• **Record excerpts**
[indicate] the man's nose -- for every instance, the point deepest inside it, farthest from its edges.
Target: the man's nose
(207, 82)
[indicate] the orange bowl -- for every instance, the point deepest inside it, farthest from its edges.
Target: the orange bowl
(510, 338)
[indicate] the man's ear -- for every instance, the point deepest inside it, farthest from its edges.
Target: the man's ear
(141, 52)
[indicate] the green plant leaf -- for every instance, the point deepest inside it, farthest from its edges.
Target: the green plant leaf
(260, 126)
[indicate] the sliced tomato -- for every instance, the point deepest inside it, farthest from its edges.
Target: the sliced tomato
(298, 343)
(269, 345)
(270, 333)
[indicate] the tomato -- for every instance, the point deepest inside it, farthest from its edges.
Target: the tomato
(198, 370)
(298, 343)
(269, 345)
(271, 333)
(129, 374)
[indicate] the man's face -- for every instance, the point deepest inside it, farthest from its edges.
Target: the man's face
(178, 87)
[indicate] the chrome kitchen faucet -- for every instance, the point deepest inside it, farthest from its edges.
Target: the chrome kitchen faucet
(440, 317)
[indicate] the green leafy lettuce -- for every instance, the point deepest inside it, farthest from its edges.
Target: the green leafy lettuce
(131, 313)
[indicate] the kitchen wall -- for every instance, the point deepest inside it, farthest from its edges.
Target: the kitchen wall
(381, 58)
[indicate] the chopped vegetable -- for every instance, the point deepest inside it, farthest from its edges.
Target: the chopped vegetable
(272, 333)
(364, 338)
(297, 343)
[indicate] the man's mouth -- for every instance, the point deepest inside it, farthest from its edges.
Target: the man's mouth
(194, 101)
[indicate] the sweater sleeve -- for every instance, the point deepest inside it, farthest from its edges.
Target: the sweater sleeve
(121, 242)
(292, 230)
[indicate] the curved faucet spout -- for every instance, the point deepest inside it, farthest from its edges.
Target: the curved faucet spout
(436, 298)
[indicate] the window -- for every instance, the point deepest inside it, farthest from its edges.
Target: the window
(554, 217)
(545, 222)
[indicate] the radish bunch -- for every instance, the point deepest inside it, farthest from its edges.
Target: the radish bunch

• **Work request**
Copy out only the lines from the one containing "Target: the window" down to the last line of the material, keeping both ends.

• **Response**
Target: the window
(554, 217)
(545, 222)
[indicate] the radish bunch -- for every instance, the point deepest inside it, farthest from its edges.
Target: the radish bunch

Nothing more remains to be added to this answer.